提供本文:
....................

奥の細道をゆく 
【元禄2年3月27日】(太陽暦5月17日)

粕壁→小渕一里塚→杉戸宿→日光御成街道→幸手宿→栗橋宿→栗橋の関址→古河宿→中田の松原→間々田宿 【38km】

奥の細道には粕壁から間々田宿までのことを何も書いていない。栗橋から古河へは利根川を渡し船で渡ったのだが、私はりっぱな橋で渡った。



 粕壁宿
古利根公園橋の彫刻


公園のオブジェ


古利根川を渡る


BACK 千住から粕壁へ


2007319日(水)

疲れ果てていたので、ぐっすり眠ってしまった。目が覚めたのは6時半頃であった。シュラフはちょうどいい暖かさで、つい寝過ごしてしまったみたいだ。起きた時に足を調べたら、両足にマメができていた。針で水泡をつぶしたがすごく痛い。こんな調子で歩けるんだろうかと思ってしまう。
街の真ん中にある公園橋なので散歩に来る人も多い。あわててテントをたたんだ。
テントをたたんでから公園を見回すといくつもの彫刻がたっているので、これを見るために公園を一周することにした。
橋にたつ2体の彫像はどことなく北海道釧路の幣舞橋にあったものに似ている。(帰ってから確認したら違っていた。彫像を見て回ったら、「古利根公園橋」というプレートを見つけた。この川は古利根川だったのだ。
ここからまっすぐ北に向かうべきなのだが、昨日は夜遅く春日部に着いたので、宿場町のたたずまいを見ていないので、街の中心に引き返した。

....................

データ:
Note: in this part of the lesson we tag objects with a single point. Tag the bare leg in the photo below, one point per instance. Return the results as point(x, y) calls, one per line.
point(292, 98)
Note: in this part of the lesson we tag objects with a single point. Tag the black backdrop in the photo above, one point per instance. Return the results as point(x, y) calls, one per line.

....................

実施事項:
1. 提供本文で、筆者が目を覚ましたのは何時頃か。
2. 提供本文にある次の一文を英語に訳せ：「テントをたたんでから公園を見回すといくつもの彫刻がたっているので、これを見るために公園を一周することにした。」

作業別解答:
1. 6時半頃。

2. After folding up the tent, I looked around the park and saw several sculptures standing there, so I decided to walk once around the park to see them.